__What is expected__. Your copy should match the records exactly, apart from the pictures, which stay out.

__Supplied material__.
*** Begin section ***
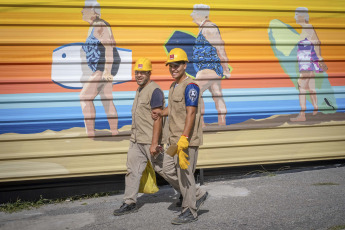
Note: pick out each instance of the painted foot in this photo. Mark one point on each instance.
(114, 132)
(90, 134)
(298, 118)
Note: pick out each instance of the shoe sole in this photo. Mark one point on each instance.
(124, 213)
(179, 223)
(208, 196)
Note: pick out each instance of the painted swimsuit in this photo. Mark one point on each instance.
(306, 56)
(95, 55)
(205, 56)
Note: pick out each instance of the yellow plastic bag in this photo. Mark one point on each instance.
(148, 182)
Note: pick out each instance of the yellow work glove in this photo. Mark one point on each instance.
(183, 143)
(182, 156)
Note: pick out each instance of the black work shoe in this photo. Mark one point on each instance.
(184, 218)
(125, 209)
(201, 201)
(179, 203)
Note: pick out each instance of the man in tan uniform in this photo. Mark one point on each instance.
(146, 135)
(185, 131)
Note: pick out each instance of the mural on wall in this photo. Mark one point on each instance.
(300, 57)
(208, 58)
(259, 66)
(103, 60)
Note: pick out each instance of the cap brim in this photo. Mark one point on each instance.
(175, 62)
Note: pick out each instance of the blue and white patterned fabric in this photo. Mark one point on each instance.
(192, 95)
(205, 56)
(93, 53)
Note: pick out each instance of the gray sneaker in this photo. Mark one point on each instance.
(184, 218)
(179, 202)
(125, 209)
(201, 201)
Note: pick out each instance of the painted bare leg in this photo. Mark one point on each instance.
(88, 109)
(218, 99)
(312, 92)
(87, 95)
(109, 107)
(302, 100)
(202, 103)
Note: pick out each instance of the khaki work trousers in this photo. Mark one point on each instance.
(190, 191)
(137, 157)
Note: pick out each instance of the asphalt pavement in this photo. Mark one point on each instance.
(312, 198)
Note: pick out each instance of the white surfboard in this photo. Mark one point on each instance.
(70, 69)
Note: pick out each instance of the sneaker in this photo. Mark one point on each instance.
(184, 218)
(179, 203)
(201, 201)
(125, 209)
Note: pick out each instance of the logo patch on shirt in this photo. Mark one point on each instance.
(192, 94)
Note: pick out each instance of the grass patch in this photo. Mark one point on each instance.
(338, 227)
(325, 183)
(265, 172)
(20, 205)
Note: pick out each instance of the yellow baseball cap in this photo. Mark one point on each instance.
(143, 64)
(176, 55)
*** End section ***
__Your solution__.
Note: pick out each instance of the painted foot in this photo. Mark one point on each instance.
(114, 132)
(90, 134)
(298, 118)
Note: pick out each instance of the shoe sole in this photo. Mark one point on each instance.
(124, 213)
(179, 223)
(208, 196)
Note: pick out each instance of the painted swimsuit in this photo. Mark one point on each instance.
(306, 56)
(95, 55)
(205, 56)
Note: pick out each instance of the yellow plastic bag in this photo. Mark one point on each instance.
(148, 182)
Note: pick out each instance of the yellow work glove in this photo. Mark one point on each instance.
(183, 143)
(182, 156)
Note: pick out each instance of the black work shoe in this photo. Mark one point on each instance.
(184, 218)
(125, 209)
(201, 201)
(179, 203)
Note: pick out each instance of the man in tan uniform in this photo. Mark one point on each instance.
(146, 135)
(185, 131)
Note: pick out each instance of the mural on wall in this photo. Mark one point on each instance.
(300, 57)
(208, 58)
(259, 66)
(103, 60)
Note: pick out each instance of the cap brim in this photo. Mark one point on each instance.
(175, 62)
Note: pick out each instance of the blue and white patterned fabric in this photo. Mark one point on each instance.
(192, 95)
(205, 56)
(93, 53)
Note: pick out each instance of the gray sneaker in this photo. Mark one point on each instance.
(184, 218)
(179, 202)
(125, 209)
(201, 201)
Note: pick out each instance of the painted bare leg in this photo. Mark one point on each instance.
(88, 109)
(218, 99)
(312, 92)
(87, 95)
(109, 107)
(302, 100)
(202, 103)
Note: pick out each instance of the khaki work trousers in this photo. Mark one point on each instance.
(190, 191)
(137, 157)
Note: pick out each instance of the asphalt pavement in this photo. Mark one point on each instance.
(312, 198)
Note: pick out each instance of the white surfboard in this photo. Mark one point on each instance.
(70, 69)
Note: pick out each instance of the sneaker in this photo. Mark one point on each instance.
(184, 218)
(179, 203)
(201, 201)
(125, 209)
Note: pick out each instance of the logo patch on shirt in this photo. Mark one point on each instance.
(192, 94)
Note: pick out each instance of the grass patch in this photo. Mark one point on each instance.
(338, 227)
(325, 183)
(265, 172)
(20, 205)
Note: pick out each instance of the yellow baseball cap in this photo. Mark one point on each instance.
(143, 64)
(176, 55)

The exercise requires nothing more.